* **文本段落**
***
PostgreSQL中的分区表

PostgreSQL分区的意思是把逻辑上的一个大表分割成物理上的几块。分区不仅能带来访问速度的提升，关键的是，它能带来管理和维护上的方便。

分区表的具体好处：

某些类型的查询性能可以得到极大提升
更新的性能也可以得到提升，因为表的每块的索引要比在整个数据集上的索引要小。如果索引不能全部放在内存里，那么在索引上的读和写都会产生更多的磁盘访问
批量删除可以用简单的删除某个分区来实现
可以将很少用的数据移动到便宜、转速慢的存储介质上

PG10版本后可以通过声明式分区进行创建分区表，就是通过相应的DDL语句来创建分区表。

注意：

主表和分区表分别单独创建
范围分区支持多个字段组成的KEY
列表分区的KEY只能有一个字段

创建主表的语法

CREATE TABLE 表名( [列名称 数据类型]...)
PARTITION BY RANG ([列名称]...)
--范围分区的KEY值可由多个字段组成（最多32个字段）。

创建分区表语法：

CREATE TABLE 表名 PARTITION of 主表 FOR VALUES 
FROM (表达式) TO (表达式)

范围分区

create table tbp(n int, t text) partition by range(n); create table tbp_1 partition of tbp for values from (MINVALUE) to (10); create table tbp_2 partition of tbp for values from (10) to (100); create table tbp_3 partition of tbp for values from (100) to (1000); create table tbp_4 partition of tbp for values from (1000) to (MAXVALUE);

postgres=# \d
               List of relations
 Schema | Name  |       Type        |  Owner   
--------+-------+-------------------+----------
 public | tbp   | partitioned table | postgres
 public | tbp_1 | table             | postgres
 public | tbp_2 | table             | postgres
 public | tbp_3 | table             | postgres
 public | tbp_4 | table             | postgres
(5 rows)

postgres=# select * from pg_partitioned_table;
 partrelid | partstrat | partnatts | partdefid | partattrs | partclass | partcollation | partexprs 
-----------+-----------+-----------+-----------+-----------+-----------+---------------+-----------
     16384 | r         |         1 |         0 | 1         | 1978      | 0             | 
(1 row)
***
* **简短练习 1**
请把清单中包含“Detection target: car hood”的那一行到包含“left=380, top=315, right=414, bottom=327”的那一行（首尾两行都算在内）重写一遍，将其中的“integer pixel coordinates”替换为“whole-number pixel coordinates”，其余内容一律不改。

* **清单**
***
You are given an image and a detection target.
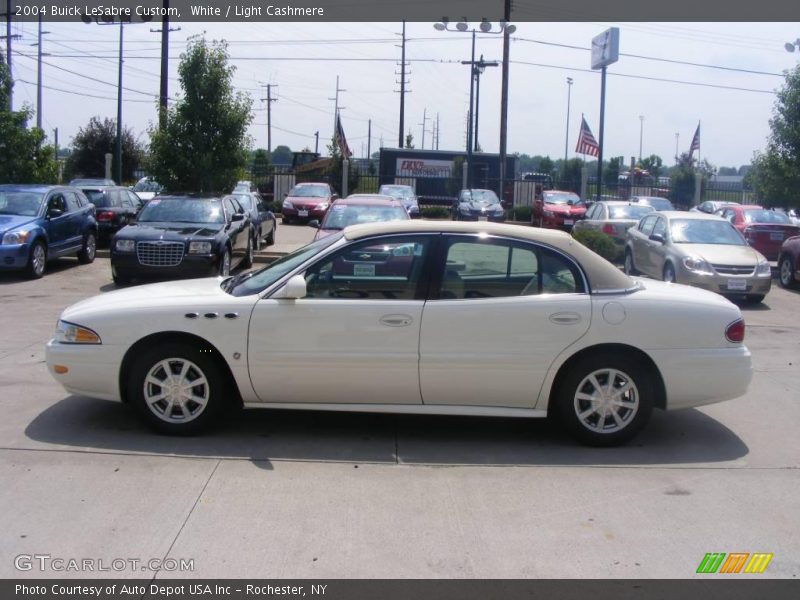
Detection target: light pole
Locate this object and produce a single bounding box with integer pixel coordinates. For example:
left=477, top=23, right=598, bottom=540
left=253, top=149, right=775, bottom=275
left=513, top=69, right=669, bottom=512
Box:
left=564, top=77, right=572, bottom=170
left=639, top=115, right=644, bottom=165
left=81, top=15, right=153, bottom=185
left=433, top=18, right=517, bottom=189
***
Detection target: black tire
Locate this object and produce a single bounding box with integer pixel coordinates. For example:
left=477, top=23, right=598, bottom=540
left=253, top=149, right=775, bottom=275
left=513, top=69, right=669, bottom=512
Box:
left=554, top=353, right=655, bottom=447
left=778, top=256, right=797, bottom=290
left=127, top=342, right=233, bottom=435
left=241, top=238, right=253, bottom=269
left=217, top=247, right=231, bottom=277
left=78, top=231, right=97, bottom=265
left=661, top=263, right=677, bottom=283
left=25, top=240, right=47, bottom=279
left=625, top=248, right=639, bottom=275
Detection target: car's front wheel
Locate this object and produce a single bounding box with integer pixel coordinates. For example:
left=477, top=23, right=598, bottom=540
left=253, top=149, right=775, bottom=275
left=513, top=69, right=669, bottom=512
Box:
***
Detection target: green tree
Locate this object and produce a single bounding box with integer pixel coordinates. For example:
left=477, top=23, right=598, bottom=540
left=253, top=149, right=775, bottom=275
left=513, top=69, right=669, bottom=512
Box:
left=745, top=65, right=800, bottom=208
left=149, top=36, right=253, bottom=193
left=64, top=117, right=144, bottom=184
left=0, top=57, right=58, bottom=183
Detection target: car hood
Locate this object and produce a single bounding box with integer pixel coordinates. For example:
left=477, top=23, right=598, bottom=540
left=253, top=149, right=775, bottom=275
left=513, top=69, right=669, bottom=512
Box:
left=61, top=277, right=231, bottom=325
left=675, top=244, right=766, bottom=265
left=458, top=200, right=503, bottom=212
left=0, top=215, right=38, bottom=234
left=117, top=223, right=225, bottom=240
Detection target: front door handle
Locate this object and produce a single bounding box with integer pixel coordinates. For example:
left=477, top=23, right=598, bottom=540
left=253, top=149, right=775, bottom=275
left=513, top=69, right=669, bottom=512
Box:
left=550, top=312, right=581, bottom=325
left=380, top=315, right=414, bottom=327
***
* **简短练习 2**
根据文本段落，范围分区的KEY值最多可以由多少个字段组成？

* **正确结果 1**
Detection target: car hood
Locate this object and produce a single bounding box with whole-number pixel coordinates. For example:
left=477, top=23, right=598, bottom=540
left=253, top=149, right=775, bottom=275
left=513, top=69, right=669, bottom=512
Box:
left=61, top=277, right=231, bottom=325
left=675, top=244, right=766, bottom=265
left=458, top=200, right=503, bottom=212
left=0, top=215, right=38, bottom=234
left=117, top=223, right=225, bottom=240
Detection target: front door handle
Locate this object and produce a single bounding box with whole-number pixel coordinates. For example:
left=477, top=23, right=598, bottom=540
left=253, top=149, right=775, bottom=275
left=513, top=69, right=669, bottom=512
Box:
left=550, top=312, right=581, bottom=325
left=380, top=315, right=414, bottom=327

* **正确结果 2**
最多32个字段。